§ VORGEGEBENER TEXT:
┏━━
Hier mal zwei Beispiele wie verrückt es derzeit am japanischen Anleihemarkt zugeht – dies kann man auch als Vorschau ansehen, was uns in Europa evtl. bevorsteht, wenn es noch eine Zeit lang auch hier so weitergeht mit Negativzinsen und Geldschwemme – denn letztlich machen „wir“ hier in Europa das selbe, was in Japan bereits länger und exzessiver betrieben wird.

Der japanische Staat hat sich in einem obszönen Ausmaß verschuldet. Wo westliche Regierungen darüber streiten, ob eine prozentuale Verschuldung bezogen auf das BIP von 70, 90 oder 100% ok ist, hat Japan schon lange die 200%-Marke hinter sich gelassen. Diese Tatsache an sich ist nicht neu – wir wollten es nur noch mal erwähnen! Man ist also weiter fleißig dabei Schulden zu machen – hinzu kommt die Negativzinspolitik der Notenbank, die die Renditen immer weiter runderdrückt. Der Käufer einer Anleihe kann de facto gar keine Risikoprämie mehr dafür erhalten, dass er sein Geld verleiht, und es vielleicht nicht zurückerhält.

Die größte japanische Bank „Bank of Tokyo Mitsubishi UFJ“ (BTM) will laut Nikkei Asian Review wohl als Primärdealer aus dem Markt für japanische Staatsanleihen aussteigen. Wie in jeder Industrienation läuft die Ausgabe neuer Staatsanleihen über einen Kreis von durch den Staat ausgewählten Banken (Primärdealer), die die neuen Anleihen in ihre Bücher nehmen, und dann entweder am freien Anleihemarkt oder an eigene Kunden weiterverkaufen. In Japan sind es 22 Primärdealer, und BTM war zuletzt noch der zehntrößte Aufkäufer der Staatsanleihen. Aber immerhin, es ist die größte Bank Japans – das ist ein Zeichen.
┗━━
§ AUFGABE A:
Prüfe, ob die folgenden Aussagen mit dem Text über den japanischen Anleihemarkt übereinstimmen. Beantworte jede mit Ja oder Nein und zitiere die entscheidenden Worte wörtlich. (i) Japans Staatsverschuldung liegt über 200 % des BIP. (ii) In Japan gibt es 22 Primärdealer. (iii) Die Bank of Tokyo Mitsubishi UFJ will als Primärdealer in den Markt für japanische Staatsanleihen einsteigen.
§ AUFGABE B:
Setze den Text über den japanischen Anleihemarkt nach seinem letzten Satz fort.

§ DATEN:
┏━━
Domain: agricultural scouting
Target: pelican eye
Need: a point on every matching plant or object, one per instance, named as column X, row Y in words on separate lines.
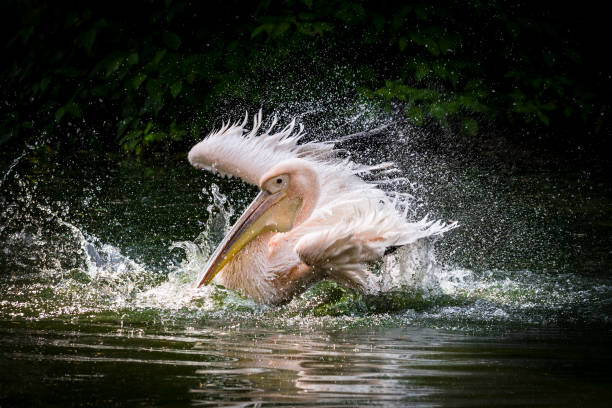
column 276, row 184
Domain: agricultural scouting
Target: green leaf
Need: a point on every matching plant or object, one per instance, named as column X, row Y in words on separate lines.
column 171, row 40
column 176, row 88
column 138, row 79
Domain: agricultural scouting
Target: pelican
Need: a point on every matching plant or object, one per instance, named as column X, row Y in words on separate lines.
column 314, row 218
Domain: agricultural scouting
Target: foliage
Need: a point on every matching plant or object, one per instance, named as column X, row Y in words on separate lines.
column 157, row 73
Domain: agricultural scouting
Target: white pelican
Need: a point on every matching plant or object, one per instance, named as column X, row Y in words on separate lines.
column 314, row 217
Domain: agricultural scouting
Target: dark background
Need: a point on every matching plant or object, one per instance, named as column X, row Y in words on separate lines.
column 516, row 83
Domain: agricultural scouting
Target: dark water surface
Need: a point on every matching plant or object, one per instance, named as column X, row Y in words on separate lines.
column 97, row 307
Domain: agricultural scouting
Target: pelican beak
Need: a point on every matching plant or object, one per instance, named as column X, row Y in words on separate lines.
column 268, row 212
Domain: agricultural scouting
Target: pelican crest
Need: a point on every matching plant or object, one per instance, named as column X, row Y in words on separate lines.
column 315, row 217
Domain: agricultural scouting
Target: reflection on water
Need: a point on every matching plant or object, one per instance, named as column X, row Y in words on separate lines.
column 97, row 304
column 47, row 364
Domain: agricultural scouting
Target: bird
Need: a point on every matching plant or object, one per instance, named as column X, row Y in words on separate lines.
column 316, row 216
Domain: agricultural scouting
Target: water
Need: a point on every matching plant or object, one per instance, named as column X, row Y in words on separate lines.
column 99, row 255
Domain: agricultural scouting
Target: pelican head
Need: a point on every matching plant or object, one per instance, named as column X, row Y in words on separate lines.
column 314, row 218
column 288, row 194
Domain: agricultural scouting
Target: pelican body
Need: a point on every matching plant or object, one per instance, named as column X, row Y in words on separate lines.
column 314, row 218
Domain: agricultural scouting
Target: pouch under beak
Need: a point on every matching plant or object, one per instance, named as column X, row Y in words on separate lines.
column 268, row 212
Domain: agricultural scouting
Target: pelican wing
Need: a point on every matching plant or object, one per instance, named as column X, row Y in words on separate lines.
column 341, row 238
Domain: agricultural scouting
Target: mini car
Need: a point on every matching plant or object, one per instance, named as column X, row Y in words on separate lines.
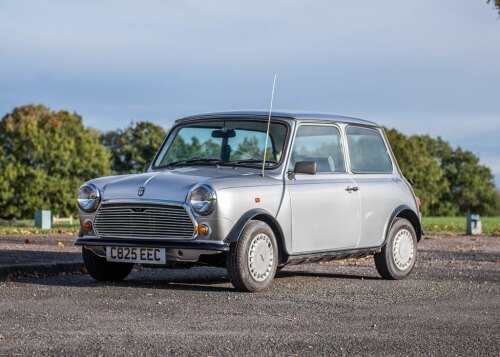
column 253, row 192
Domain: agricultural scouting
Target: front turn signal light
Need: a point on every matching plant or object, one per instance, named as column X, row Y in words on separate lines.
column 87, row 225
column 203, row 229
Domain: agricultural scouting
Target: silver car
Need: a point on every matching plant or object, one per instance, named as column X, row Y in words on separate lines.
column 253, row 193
┗━━
┏━━
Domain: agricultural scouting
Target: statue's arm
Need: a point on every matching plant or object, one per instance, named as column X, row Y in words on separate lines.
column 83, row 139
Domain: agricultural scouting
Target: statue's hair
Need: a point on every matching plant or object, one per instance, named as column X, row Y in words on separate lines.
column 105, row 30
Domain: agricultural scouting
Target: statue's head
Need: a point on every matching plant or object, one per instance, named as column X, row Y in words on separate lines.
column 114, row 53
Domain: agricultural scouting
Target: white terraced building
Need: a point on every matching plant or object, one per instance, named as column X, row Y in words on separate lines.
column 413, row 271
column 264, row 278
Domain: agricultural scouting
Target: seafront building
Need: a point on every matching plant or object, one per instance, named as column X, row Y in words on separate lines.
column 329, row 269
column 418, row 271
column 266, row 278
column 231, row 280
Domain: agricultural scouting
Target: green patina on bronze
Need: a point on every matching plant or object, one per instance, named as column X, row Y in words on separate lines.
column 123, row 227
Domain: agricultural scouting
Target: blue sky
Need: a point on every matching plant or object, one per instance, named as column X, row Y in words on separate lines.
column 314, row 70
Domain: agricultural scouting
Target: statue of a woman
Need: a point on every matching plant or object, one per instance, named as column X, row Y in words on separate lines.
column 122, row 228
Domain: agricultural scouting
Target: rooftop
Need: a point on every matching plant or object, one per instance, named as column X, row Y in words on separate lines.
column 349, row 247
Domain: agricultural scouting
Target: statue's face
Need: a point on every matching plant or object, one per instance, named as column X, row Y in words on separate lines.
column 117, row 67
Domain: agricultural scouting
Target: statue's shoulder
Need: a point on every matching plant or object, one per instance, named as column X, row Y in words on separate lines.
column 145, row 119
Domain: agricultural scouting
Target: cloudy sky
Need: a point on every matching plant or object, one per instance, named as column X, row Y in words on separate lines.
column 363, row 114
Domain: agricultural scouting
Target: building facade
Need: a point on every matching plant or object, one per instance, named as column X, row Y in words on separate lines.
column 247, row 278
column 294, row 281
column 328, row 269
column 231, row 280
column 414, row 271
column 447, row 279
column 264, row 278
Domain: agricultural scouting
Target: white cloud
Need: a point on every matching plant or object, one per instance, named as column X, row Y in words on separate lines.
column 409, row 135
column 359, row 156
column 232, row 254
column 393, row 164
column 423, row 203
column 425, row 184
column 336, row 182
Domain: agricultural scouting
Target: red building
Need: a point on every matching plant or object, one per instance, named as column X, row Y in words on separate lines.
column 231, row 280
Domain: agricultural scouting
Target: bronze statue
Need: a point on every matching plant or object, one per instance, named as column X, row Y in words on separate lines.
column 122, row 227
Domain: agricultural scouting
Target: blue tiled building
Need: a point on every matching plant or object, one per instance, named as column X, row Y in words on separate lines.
┗━━
§ ANTWORT A:
(i) Ja: „hat Japan schon lange die 200%-Marke hinter sich gelassen“
(ii) Ja: „In Japan sind es 22 Primärdealer“
(iii) Nein: „will laut Nikkei Asian Review wohl als Primärdealer aus dem Markt für japanische Staatsanleihen aussteigen“

§ ANTWORT B:
In Japan sind die Primärdealer gezwungen mindestens 4% der angebotenen Anleihen zu kaufen. Was passiert, wenn die Primärdealer die Anleihen nicht weiterverkauft bekommen? Sie müssen sie in den eigenen Büchern behalten. Und jetzt mit Negativrenditen für neue Anleihen des Staates (zuletzt -0,092%) macht die Bank sogar Verlust, wenn sie die Anleihen auf den eigenen Büchern hält. Also warum soll man weiter als Primärdealer tätig sein? Ausländische Anbieter waren schon abgesprungen aus dem normalerweise erlauchten Kreis der Primärdealer. Die BTM wäre die erste japanische Bank. Die inländischen Banken hielten zuletzt umgerechnet mehr als 2 Billionen US-Dollar in japanischen Staatsanleihen, und diese Summe nimmt seit Kurzem wieder zu. Das ist nachvollziehbar, denn an welche Investoren wollen die Banken denn Anleihen mit Negativrendite weiterverkaufen?

Es ist vorstellbar, dass nach der BTM als größte Bank des Landes auch weitere Banken abspringen werden aus der Staatsfinanzierung. Was wäre die Lösung für den japanischen Staat, wenn die Primärdealer sich immer mehr zurückziehen? Ganz einfach, die Notenbank „Bank of Japan“ könnte die neuen Anleihen direkt aufkaufen. Linke Tasche Rechte Tasche!

Toyota

Das aktuelle Beispiel Toyota zeigt, wie weit die Politik von Notenbank und Staat die Märkte runterdrückt. Toyota konnte jüngst Anleihen für traumhafte 0,001% am Markt verkaufen. Die Anleihe hatte umgerechnet ein Volumen von 163 Millionen Euro. Das ist der niedrigste Zinssatz, für den ein japanisches Unternehmen jemals Geld am Anleihemarkt aufnehmen konnte. Auch am längeren Ende hat Toyota ein paar Tage vorher Rekorde erzielt. Für ca. 330 Millionen Euro auf 10 Jahre zahlt man 0,09% Zinsen, und für 165 Millionen Euro auf 20 Jahre gesehen nur noch 0,34%. Diese für die Firmen paradiesischen Umstände stehen uns ab heute wohl auch in der Eurozone bevor, wo die EZB jetzt startet Unternehmensanleihen aufzukaufen. Dadurch werden die Renditen sinken, der Markt wird geflutet.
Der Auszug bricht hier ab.